#### [WHAT YOU ARE ASKED TO DO]
The records below hold pictures; please leave those out and retype the rest exactly.
------------------------------------
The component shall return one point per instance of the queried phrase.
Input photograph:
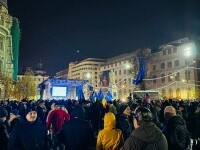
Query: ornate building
(9, 44)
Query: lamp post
(187, 54)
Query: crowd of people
(84, 125)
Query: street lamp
(187, 54)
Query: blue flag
(100, 95)
(109, 97)
(92, 97)
(79, 92)
(140, 75)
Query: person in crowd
(175, 130)
(146, 135)
(55, 120)
(41, 110)
(14, 119)
(110, 137)
(29, 133)
(77, 133)
(123, 121)
(6, 105)
(147, 100)
(22, 108)
(111, 107)
(196, 123)
(3, 129)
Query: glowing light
(88, 75)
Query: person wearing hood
(110, 137)
(3, 129)
(146, 135)
(77, 133)
(122, 121)
(29, 133)
(175, 130)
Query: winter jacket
(124, 125)
(3, 136)
(57, 118)
(146, 137)
(28, 136)
(109, 138)
(76, 134)
(176, 133)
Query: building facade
(63, 74)
(173, 70)
(9, 44)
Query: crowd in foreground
(84, 125)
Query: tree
(26, 86)
(7, 83)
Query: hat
(30, 109)
(78, 111)
(3, 112)
(14, 111)
(123, 107)
(40, 101)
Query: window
(176, 63)
(154, 67)
(169, 77)
(154, 81)
(164, 52)
(163, 79)
(174, 50)
(169, 51)
(162, 66)
(177, 76)
(169, 64)
(187, 74)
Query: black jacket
(28, 136)
(123, 124)
(3, 136)
(77, 134)
(176, 133)
(146, 137)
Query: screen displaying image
(59, 91)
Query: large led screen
(59, 91)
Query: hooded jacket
(176, 133)
(109, 138)
(77, 134)
(146, 137)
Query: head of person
(3, 114)
(41, 103)
(78, 111)
(141, 115)
(169, 112)
(31, 114)
(125, 109)
(14, 113)
(109, 120)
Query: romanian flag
(140, 75)
(104, 102)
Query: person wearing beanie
(29, 134)
(146, 134)
(110, 137)
(123, 121)
(3, 129)
(14, 119)
(77, 133)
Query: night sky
(54, 31)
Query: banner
(104, 78)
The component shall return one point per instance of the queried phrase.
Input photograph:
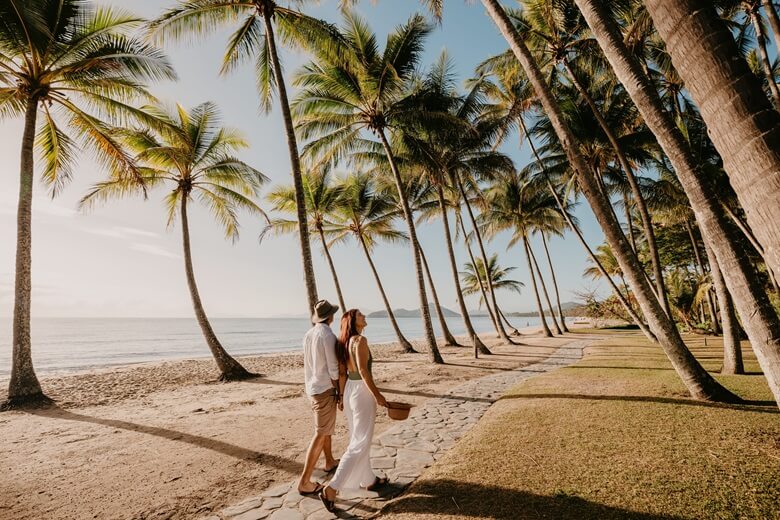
------------------------------------
#### [ANSWER TO THIS TASK]
The component shall return one point per instance of the queried phrase.
Input photograph:
Query: ornate building
(9, 44)
Query: lamp post
(187, 54)
Query: crowd of people
(84, 125)
Query: street lamp
(187, 54)
Query: blue flag
(100, 95)
(109, 97)
(92, 97)
(79, 92)
(140, 75)
Query: person in crowd
(175, 130)
(146, 135)
(55, 120)
(41, 110)
(14, 119)
(110, 137)
(29, 133)
(77, 133)
(123, 121)
(6, 105)
(147, 100)
(22, 108)
(111, 107)
(196, 123)
(3, 129)
Query: glowing light
(88, 75)
Query: person wearing hood
(110, 137)
(3, 129)
(146, 135)
(77, 133)
(122, 121)
(29, 133)
(175, 130)
Query: winter jacket
(124, 125)
(3, 136)
(57, 118)
(146, 137)
(28, 136)
(109, 138)
(76, 134)
(176, 133)
Query: building facade
(63, 74)
(173, 70)
(9, 44)
Query: crowd in foreground
(84, 125)
Query: tree
(26, 86)
(7, 83)
Query: hat
(30, 109)
(78, 111)
(3, 112)
(14, 111)
(123, 107)
(40, 101)
Query: window
(176, 63)
(154, 67)
(169, 77)
(154, 81)
(164, 52)
(163, 79)
(174, 50)
(169, 51)
(162, 66)
(177, 76)
(169, 64)
(187, 74)
Query: black jacket
(28, 136)
(123, 124)
(3, 136)
(77, 134)
(176, 133)
(146, 137)
Query: screen displaying image
(59, 91)
Query: large led screen
(59, 91)
Query: hooded jacket
(176, 133)
(109, 138)
(77, 134)
(146, 137)
Query: head of person
(3, 114)
(41, 103)
(78, 111)
(141, 115)
(169, 112)
(31, 114)
(125, 109)
(14, 113)
(109, 120)
Query: romanian flag
(140, 75)
(104, 102)
Query: person wearing beanie
(29, 134)
(146, 134)
(110, 137)
(123, 121)
(3, 129)
(14, 119)
(77, 133)
Query: night sky
(54, 31)
Query: banner
(104, 78)
The component shall return one point per instance of the queried phrase.
Input photograph:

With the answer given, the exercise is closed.